- **Excerpt**

Several businesses and residents have filed suit in state court in Pennsylvania seeking to overturn Philadelphia’s renewed indoor mask mandate.
The lawsuit, which was filed in Commonwealth Court, said Philadelphia lacks the authority to impose such a mandate.
Philadelphia earlier this week became the first major U.S. city to reinstate its indoor mask mandate after reporting a sharp increase in coronavirus infections.
The city’s top health official said she wanted to forestall a potential new wave driven by a subvariant of omicron.
Attorney Thomas W. King III, who was among those involved in last year’s successful challenge to the statewide mask mandate in schools, said the city’s emergency order went against recommendations of the federal Centers for Disease Control and Prevention and “imposed a renegade standard unfound anywhere else in the world.”
The suit accuses city health officials of having “usurped the power and authority” of state lawmakers, the state department of health and the state advisory health board. A message seeking comment was sent to the Philadelphia mayor’s office.
Most states and cities dropped their masking requirements in February and early March following new guidelines from the CDC that put less focus on case counts and more on hospital capacity and said most Americans could safely take off their masks.

- **Information shown**
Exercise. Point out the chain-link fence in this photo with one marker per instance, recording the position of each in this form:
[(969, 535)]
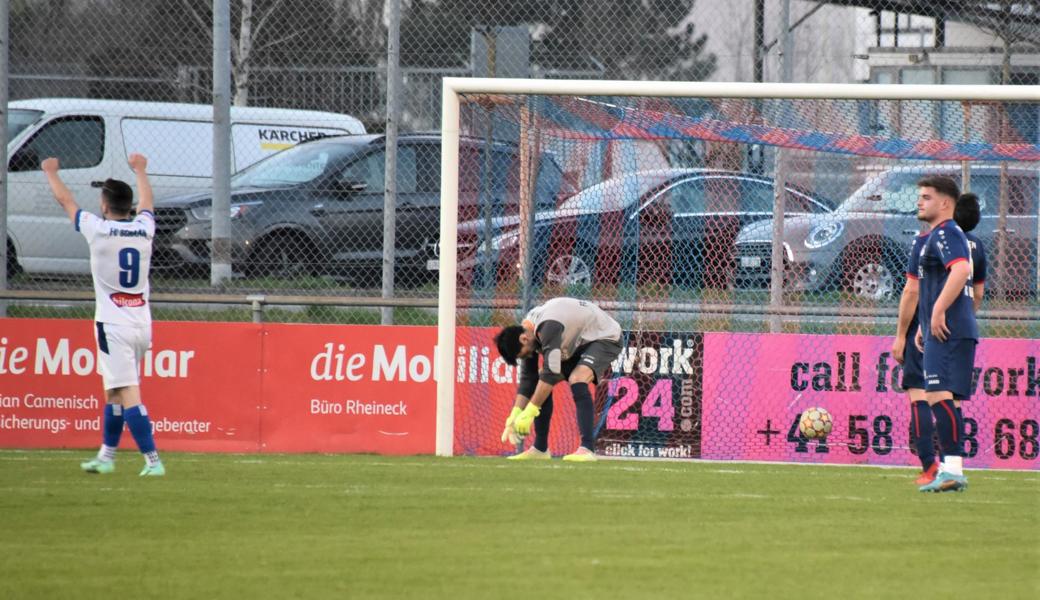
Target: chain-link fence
[(92, 81)]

- **Exercise description**
From the article on the Philadelphia mask mandate lawsuit, set down word for word the passage starting with "The city’s top" and going on through "Philadelphia mayor’s office.".

- **Reply to the task**
The city’s top health official said she wanted to forestall a potential new wave driven by a subvariant of omicron.
Attorney Thomas W. King III, who was among those involved in last year’s successful challenge to the statewide mask mandate in schools, said the city’s emergency order went against recommendations of the federal Centers for Disease Control and Prevention and “imposed a renegade standard unfound anywhere else in the world.”
The suit accuses city health officials of having “usurped the power and authority” of state lawmakers, the state department of health and the state advisory health board. A message seeking comment was sent to the Philadelphia mayor’s office.